──────── Material for this task

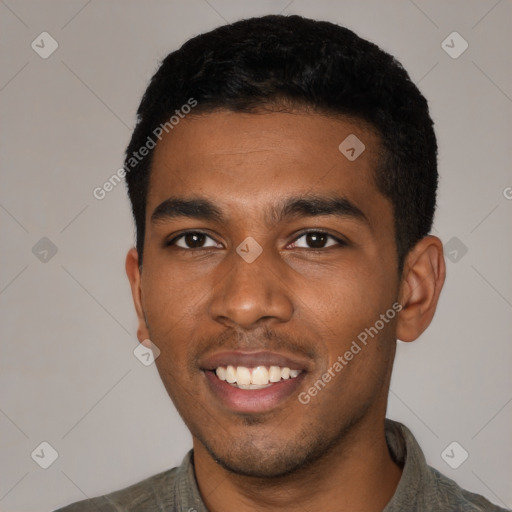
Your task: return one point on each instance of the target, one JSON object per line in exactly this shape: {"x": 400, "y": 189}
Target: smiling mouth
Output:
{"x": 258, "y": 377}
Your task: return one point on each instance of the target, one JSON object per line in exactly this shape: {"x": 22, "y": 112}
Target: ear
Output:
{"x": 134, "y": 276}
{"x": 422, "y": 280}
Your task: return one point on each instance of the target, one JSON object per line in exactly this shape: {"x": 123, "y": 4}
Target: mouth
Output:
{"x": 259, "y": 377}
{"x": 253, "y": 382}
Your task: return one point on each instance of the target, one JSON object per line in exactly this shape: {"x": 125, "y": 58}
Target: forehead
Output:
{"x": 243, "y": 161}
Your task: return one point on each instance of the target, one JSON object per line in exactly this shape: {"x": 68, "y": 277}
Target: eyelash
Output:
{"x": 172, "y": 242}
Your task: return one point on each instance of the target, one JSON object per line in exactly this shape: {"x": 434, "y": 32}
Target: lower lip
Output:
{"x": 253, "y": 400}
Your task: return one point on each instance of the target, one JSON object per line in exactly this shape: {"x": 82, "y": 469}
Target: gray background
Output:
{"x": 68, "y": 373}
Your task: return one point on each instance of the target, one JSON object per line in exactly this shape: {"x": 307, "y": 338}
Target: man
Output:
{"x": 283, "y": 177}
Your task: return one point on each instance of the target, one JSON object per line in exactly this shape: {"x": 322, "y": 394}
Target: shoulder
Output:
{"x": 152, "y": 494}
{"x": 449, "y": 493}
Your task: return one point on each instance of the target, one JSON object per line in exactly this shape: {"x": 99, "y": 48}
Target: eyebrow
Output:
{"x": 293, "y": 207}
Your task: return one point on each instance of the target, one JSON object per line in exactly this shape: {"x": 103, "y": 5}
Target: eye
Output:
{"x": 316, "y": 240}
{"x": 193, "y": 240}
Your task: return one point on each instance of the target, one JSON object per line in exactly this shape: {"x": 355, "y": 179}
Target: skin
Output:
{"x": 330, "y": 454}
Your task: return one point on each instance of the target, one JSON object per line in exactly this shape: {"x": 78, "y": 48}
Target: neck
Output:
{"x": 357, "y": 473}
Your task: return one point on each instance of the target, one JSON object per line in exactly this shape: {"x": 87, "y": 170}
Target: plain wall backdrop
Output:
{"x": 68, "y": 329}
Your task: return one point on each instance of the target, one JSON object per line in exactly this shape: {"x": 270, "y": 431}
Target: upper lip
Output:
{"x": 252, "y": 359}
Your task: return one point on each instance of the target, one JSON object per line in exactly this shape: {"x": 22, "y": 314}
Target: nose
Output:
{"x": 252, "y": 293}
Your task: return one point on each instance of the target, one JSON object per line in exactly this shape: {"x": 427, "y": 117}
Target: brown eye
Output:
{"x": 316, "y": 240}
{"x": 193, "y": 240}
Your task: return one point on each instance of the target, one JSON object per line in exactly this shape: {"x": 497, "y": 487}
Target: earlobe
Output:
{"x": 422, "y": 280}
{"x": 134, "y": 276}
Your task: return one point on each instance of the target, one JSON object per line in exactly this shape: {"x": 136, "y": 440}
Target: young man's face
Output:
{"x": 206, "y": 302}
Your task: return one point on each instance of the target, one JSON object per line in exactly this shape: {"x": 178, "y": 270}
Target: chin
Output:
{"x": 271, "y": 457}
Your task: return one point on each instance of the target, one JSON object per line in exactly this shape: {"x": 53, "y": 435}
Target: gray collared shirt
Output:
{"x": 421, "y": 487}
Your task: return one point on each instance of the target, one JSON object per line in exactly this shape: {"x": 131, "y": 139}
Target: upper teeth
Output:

────────────────

Written instruction:
Report every line of the listing above that contains the string "upper", copying each line in full. Case counts.

Result for this task:
Target: upper lip
Target: upper teeth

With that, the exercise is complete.